··· Given passage

Internet Trolls Have a Case of the Mondaysby Bryan J. on Mar 13, 2017 • 11:30 am
A doozie of an article from the WSJ last week, provocatively titled, “We’re All Internet Trolls (Sometimes).” The piece highlights recent research out of Stanford and Cornell on the patterns and habits of internet trolling. Like any study of taboo topics, the research has its own missing pieces, but some of the findings are, frankly, revealing:
New research by computer scientists from Stanford and Cornell universities suggests this sort of thing—a generally reasonable person writing a post or leaving a comment that includes an attack or even outright harassment—happens all the time. The most likely time for people to turn into trolls? Sunday and Monday nights, from 10 p.m. to 3 a.m…
One thing that drives people to troll is, unsurprisingly, their mood. Studies have shown that people’s moods, as revealed by the tone of their posts on Twitter, follow a remarkably predictable pattern: Relatively positive in the morning, and more negative as the day wears on. You can guess the weekly pattern: Mondays are the worst, and people seem to feel better on the weekend.
There’s an almost identical circadian rhythm for trolling, according to the research team.
These are findings that are, almost, humanizing. To notice spikes in trolling on Sunday nights and Monday mornings, to notice lulls in trolling on the weekends and Friday nights? You’d almost think that internet trolls are people too. In fact, that’s exactly what the study found:
“It’s tempting to believe that all the problems online are due to someone else, some really sociopathic person,” says Michael Bernstein, an expert in human-computer interaction at Stanford University, and one of four collaborators on the research. “Actually, we all have to own up to this.”
Die-hard internet trolls do exist and may instigate trolling in others, these researchers say. Harassment, stalking, threats of violence, psychological terrorism and serially abusive behavior online are real and must be stopped. But by focusing on the most egregious repeat offenders, internet companies have missed the forest for the trees.

······

▶ **Aim 1**
Decide whether each statement agrees with the post on internet trolling. Answer yes or no, and quote the words from the post that decide it.
(a) The research came from computer scientists at Stanford and Cornell universities.
(b) People's moods on Twitter tend to be more negative in the morning and more positive later in the day.
(c) Michael Bernstein carried out the research alone.

··· Data

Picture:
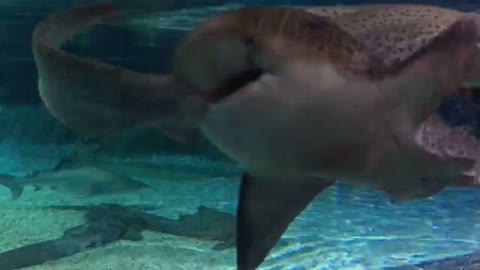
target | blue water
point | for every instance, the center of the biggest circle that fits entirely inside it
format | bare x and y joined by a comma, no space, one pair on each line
344,228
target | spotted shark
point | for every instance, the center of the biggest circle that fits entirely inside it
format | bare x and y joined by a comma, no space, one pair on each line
299,97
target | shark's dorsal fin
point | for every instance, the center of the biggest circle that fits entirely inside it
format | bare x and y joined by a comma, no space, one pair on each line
393,33
266,208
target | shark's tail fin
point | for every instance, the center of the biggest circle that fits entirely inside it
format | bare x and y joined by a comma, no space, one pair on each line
98,99
9,182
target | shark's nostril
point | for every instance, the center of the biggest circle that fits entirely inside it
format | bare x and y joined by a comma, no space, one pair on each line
234,84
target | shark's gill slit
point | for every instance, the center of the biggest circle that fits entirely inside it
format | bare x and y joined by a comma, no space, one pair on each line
235,83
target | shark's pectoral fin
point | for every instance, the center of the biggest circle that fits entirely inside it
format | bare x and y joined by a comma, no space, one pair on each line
265,210
98,99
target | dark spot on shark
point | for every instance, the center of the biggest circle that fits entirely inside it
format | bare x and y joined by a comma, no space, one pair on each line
235,83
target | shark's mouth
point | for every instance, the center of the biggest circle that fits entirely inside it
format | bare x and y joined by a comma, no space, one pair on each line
234,84
453,133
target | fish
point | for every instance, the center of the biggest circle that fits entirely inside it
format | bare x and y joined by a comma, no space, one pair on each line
299,97
84,181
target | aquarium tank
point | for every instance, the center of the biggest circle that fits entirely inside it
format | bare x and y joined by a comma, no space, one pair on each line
251,134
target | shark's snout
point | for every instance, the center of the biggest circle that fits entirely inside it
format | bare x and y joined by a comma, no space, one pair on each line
217,64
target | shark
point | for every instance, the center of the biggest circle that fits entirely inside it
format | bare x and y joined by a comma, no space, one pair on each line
299,97
84,181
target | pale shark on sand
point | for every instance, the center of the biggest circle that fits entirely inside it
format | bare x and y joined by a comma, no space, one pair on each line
297,96
85,181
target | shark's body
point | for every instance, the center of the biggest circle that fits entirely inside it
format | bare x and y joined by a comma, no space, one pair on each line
299,97
80,181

······

▶ **Aim 2**
Reproduce the lines of the listing starting at the line that contains "target | shark's snout" and ending at the final line of the listing, including both.

▶ **Task solution 1**
(a) Yes: "New research by computer scientists from Stanford and Cornell universities"
(b) No: "Relatively positive in the morning, and more negative as the day wears on."
(c) No: "one of four collaborators on the research"

▶ **Task solution 2**
target | shark's snout
point | for every instance, the center of the biggest circle that fits entirely inside it
format | bare x and y joined by a comma, no space, one pair on each line
217,64
target | shark
point | for every instance, the center of the biggest circle that fits entirely inside it
format | bare x and y joined by a comma, no space, one pair on each line
299,97
84,181
target | pale shark on sand
point | for every instance, the center of the biggest circle that fits entirely inside it
format | bare x and y joined by a comma, no space, one pair on each line
297,96
85,181
target | shark's body
point | for every instance, the center of the biggest circle that fits entirely inside it
format | bare x and y joined by a comma, no space, one pair on each line
299,97
80,181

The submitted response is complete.